= Beginning of Section =

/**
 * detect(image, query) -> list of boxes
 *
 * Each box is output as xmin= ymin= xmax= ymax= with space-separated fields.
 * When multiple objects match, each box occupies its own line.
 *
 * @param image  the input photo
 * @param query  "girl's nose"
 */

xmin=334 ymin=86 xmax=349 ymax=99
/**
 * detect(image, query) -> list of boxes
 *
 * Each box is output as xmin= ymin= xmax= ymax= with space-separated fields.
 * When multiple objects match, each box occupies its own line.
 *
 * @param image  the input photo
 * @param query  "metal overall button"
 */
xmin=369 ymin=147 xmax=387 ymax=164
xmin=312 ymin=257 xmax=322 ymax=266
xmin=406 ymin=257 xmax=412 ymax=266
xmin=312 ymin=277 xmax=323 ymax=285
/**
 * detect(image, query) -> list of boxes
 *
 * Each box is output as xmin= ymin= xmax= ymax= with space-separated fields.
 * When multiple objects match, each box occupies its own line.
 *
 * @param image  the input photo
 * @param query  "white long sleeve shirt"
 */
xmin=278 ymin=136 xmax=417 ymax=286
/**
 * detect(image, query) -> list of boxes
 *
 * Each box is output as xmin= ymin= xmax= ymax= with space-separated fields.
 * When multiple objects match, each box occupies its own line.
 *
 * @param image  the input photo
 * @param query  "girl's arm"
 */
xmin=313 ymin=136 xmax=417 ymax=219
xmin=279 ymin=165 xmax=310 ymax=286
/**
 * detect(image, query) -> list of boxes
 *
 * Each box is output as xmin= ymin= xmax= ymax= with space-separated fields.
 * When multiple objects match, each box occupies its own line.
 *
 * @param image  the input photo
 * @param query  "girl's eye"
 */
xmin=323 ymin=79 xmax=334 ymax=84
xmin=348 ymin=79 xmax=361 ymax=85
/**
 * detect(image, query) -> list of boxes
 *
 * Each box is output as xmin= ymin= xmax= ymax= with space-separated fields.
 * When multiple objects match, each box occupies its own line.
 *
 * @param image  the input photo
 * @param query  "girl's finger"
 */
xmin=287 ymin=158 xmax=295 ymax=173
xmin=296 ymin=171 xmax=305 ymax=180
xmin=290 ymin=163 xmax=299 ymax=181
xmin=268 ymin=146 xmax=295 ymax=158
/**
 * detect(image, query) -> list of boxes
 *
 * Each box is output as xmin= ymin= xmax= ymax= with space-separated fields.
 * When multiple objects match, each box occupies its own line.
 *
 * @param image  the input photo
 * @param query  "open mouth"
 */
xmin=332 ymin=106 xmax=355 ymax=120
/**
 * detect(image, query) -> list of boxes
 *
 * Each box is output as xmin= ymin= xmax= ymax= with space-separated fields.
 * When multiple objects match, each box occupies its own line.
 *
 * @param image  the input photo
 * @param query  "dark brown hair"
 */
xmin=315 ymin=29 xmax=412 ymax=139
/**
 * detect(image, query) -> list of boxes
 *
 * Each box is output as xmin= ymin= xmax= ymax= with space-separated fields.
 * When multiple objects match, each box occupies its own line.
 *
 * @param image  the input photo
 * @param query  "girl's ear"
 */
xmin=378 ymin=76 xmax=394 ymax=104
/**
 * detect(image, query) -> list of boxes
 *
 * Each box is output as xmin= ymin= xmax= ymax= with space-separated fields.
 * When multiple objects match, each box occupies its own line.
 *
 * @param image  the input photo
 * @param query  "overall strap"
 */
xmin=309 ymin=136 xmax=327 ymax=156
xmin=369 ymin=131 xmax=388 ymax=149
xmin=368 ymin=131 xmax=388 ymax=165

= End of Section =

- [Problem details]:
The records above are to be repeated exactly, in their entirety.

- [Result of this task]:
/**
 * detect(image, query) -> list of boxes
 *
 * Each box is output as xmin= ymin= xmax= ymax= with space-separated fields.
 * When multiple objects match, each box occupies its own line.
 *
 * @param image  the input photo
 * @param query  "girl's nose"
 */

xmin=334 ymin=86 xmax=349 ymax=99
/**
 * detect(image, query) -> list of boxes
 *
 * Each box is output as xmin= ymin= xmax= ymax= with space-separated fields.
 * When multiple objects match, each box occupies its own line.
 *
 * @param image  the input photo
 * @param query  "metal overall button"
 */
xmin=369 ymin=147 xmax=387 ymax=164
xmin=312 ymin=257 xmax=322 ymax=266
xmin=406 ymin=257 xmax=412 ymax=266
xmin=312 ymin=277 xmax=323 ymax=285
/**
 * detect(image, query) -> list of boxes
 *
 * Each box is output as xmin= ymin= xmax= ymax= with space-separated fields.
 * When multiple objects match, each box occupies its own line.
 *
 * @param image  the input photo
 * @param query  "white long sleeve shirt"
 */
xmin=278 ymin=136 xmax=417 ymax=286
/**
 * detect(image, query) -> list of boxes
 *
 * Each box is output as xmin= ymin= xmax= ymax= with space-separated fields.
 * When multiple objects match, each box occupies its own line.
 *
 * @param image  the input photo
 * @param query  "girl's arm"
 */
xmin=313 ymin=136 xmax=417 ymax=219
xmin=279 ymin=165 xmax=310 ymax=286
/**
 * detect(image, query) -> list of boxes
 *
 * Each box is output as xmin= ymin= xmax= ymax= with space-separated fields.
 * When multiple objects match, each box occupies its own line.
 *
 * @param image  the input photo
 * @param query  "girl's eye"
 */
xmin=323 ymin=79 xmax=334 ymax=84
xmin=348 ymin=79 xmax=361 ymax=85
/**
 * detect(image, query) -> list of boxes
 *
 * Each box is output as xmin= ymin= xmax= ymax= with space-separated fields.
 * When multiple objects match, each box occupies its own line.
 *
 * @param image  the input photo
 * @param query  "girl's finger"
 */
xmin=287 ymin=158 xmax=295 ymax=173
xmin=296 ymin=171 xmax=305 ymax=180
xmin=290 ymin=163 xmax=299 ymax=181
xmin=268 ymin=146 xmax=295 ymax=158
/**
 * detect(image, query) -> list of boxes
 *
 * Each box is output as xmin= ymin= xmax= ymax= with space-separated fields.
 * When multiple objects match, each box occupies its own line.
 *
 * @param image  the input photo
 * @param query  "open mouth"
 */
xmin=332 ymin=106 xmax=355 ymax=120
/**
 * detect(image, query) -> list of boxes
 *
 * Each box is output as xmin= ymin= xmax= ymax= with space-separated fields.
 * When multiple objects match, each box occupies its own line.
 *
 * @param image  the input photo
 * @param query  "dark brown hair"
 */
xmin=315 ymin=29 xmax=412 ymax=139
/**
 * detect(image, query) -> list of boxes
 *
 * Each box is output as xmin= ymin= xmax= ymax= with space-separated fields.
 * When multiple objects match, each box occupies its own line.
 *
 * @param image  the input photo
 * @param query  "girl's ear"
 */
xmin=378 ymin=76 xmax=394 ymax=104
/**
 * detect(image, query) -> list of boxes
 *
 * Each box is output as xmin= ymin= xmax= ymax= with space-separated fields.
 * When multiple objects match, each box occupies its own line.
 *
 * @param image  the input photo
 * @param query  "overall strap"
 */
xmin=309 ymin=136 xmax=327 ymax=156
xmin=369 ymin=131 xmax=388 ymax=149
xmin=368 ymin=131 xmax=388 ymax=165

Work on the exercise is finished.